Please show every line in the material below that contains the word "fish", copying each such line in full.

-- Items start --

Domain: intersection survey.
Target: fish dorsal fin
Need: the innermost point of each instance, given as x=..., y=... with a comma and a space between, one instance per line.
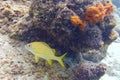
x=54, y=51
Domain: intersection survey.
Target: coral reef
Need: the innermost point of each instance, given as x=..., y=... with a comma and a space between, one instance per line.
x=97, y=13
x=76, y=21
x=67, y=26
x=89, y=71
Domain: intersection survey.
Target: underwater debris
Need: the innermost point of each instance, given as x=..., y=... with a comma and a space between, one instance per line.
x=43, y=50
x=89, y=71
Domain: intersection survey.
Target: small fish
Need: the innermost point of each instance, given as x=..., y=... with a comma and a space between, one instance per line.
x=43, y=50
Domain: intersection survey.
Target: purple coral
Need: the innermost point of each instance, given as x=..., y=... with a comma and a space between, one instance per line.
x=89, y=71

-- Items end --
-- Items start --

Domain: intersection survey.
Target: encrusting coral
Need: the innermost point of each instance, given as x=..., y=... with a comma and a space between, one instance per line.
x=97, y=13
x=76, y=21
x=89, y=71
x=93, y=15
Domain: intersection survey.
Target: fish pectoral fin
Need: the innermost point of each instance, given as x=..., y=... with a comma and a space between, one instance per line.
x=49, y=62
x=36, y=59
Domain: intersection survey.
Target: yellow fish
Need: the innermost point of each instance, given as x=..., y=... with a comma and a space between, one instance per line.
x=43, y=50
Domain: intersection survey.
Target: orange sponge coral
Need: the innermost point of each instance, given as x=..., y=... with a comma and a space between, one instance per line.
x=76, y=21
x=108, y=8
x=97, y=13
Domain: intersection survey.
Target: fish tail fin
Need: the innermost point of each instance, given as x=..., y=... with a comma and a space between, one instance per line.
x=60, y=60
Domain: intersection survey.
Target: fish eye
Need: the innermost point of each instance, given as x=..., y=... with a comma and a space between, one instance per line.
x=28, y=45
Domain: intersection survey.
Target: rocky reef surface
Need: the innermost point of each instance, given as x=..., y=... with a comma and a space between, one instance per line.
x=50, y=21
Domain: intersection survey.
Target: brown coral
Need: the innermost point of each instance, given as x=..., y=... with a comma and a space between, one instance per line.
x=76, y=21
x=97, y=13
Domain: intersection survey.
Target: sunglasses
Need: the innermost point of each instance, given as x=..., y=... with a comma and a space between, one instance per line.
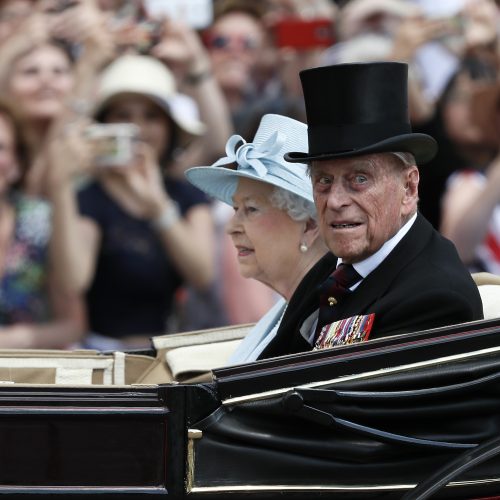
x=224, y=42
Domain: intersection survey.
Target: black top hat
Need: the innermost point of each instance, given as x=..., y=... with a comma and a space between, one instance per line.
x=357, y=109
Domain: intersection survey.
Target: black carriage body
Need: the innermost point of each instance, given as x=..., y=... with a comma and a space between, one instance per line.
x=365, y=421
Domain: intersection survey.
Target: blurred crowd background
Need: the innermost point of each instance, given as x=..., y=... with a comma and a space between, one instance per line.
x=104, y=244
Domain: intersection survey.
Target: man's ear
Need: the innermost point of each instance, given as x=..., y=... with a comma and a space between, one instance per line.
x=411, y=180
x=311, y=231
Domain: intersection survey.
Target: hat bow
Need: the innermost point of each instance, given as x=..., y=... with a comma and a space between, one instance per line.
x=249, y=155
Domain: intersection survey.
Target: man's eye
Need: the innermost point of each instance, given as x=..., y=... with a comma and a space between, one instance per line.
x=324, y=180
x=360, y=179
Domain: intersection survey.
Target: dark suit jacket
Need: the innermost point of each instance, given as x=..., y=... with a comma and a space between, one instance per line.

-- Items end --

**Finished task:**
Target: fish dorsal fin
Target: small fish
Target: fish pectoral fin
Target: yellow fish
Target: fish tail fin
Target: fish eye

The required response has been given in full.